-- Exercise --
In the material below, begin at the line that has "Where can the cap" and continue through the end, and give those lines again with "cap logo patch" swapped for "hat badge" and nothing else altered.

------------------------------------------------------------

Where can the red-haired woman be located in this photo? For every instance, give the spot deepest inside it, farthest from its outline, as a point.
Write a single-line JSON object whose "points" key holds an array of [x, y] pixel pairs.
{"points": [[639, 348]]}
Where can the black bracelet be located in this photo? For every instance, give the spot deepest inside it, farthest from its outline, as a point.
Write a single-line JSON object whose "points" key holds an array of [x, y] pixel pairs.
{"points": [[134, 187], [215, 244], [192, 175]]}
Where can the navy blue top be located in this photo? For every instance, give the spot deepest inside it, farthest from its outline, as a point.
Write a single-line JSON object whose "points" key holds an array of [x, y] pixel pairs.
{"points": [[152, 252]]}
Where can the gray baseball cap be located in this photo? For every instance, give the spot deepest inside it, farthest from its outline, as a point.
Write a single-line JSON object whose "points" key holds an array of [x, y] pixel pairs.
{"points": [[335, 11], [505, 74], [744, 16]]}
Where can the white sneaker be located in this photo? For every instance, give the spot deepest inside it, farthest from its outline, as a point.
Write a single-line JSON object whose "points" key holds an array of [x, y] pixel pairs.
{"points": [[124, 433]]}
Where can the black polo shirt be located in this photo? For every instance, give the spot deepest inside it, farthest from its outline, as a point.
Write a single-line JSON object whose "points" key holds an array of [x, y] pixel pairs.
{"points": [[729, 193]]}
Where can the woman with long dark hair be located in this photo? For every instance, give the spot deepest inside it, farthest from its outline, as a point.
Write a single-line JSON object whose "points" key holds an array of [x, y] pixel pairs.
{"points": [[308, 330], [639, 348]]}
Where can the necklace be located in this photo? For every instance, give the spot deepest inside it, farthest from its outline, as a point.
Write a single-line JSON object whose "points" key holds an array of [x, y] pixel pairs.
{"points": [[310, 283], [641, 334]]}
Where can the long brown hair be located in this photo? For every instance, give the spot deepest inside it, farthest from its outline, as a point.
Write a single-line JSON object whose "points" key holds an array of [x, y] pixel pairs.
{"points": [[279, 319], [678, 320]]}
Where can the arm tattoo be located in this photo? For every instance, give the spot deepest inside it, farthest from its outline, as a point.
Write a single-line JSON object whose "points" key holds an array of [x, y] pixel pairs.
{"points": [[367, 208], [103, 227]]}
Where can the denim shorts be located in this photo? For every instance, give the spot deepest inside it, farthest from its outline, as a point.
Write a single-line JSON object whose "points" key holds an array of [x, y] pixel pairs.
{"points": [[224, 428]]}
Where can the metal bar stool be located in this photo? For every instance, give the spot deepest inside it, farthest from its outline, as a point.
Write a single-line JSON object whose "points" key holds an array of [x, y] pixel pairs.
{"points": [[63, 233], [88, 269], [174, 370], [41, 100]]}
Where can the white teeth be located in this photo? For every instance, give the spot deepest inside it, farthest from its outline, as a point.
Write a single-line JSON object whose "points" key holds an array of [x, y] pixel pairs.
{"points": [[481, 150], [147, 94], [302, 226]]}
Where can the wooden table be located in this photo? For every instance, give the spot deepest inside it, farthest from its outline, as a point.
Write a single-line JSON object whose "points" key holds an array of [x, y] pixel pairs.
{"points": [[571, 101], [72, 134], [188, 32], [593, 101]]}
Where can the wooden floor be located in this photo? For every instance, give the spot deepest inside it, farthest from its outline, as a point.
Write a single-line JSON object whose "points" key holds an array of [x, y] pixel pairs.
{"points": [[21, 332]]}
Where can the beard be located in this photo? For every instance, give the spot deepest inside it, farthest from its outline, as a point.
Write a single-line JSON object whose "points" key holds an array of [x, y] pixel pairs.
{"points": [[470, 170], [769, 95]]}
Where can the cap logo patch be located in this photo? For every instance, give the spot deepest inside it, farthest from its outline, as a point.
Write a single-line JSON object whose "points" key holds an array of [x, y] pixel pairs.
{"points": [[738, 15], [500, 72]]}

------------------------------------------------------------

-- Solution for this exercise --
Where can the hat badge be located in this photo? For every instance, give the spot deepest inside it, farthest from its outline, as a point.
Write a single-line JSON object whose "points" key holds an array of [x, y] pixel pairs.
{"points": [[738, 15], [500, 72]]}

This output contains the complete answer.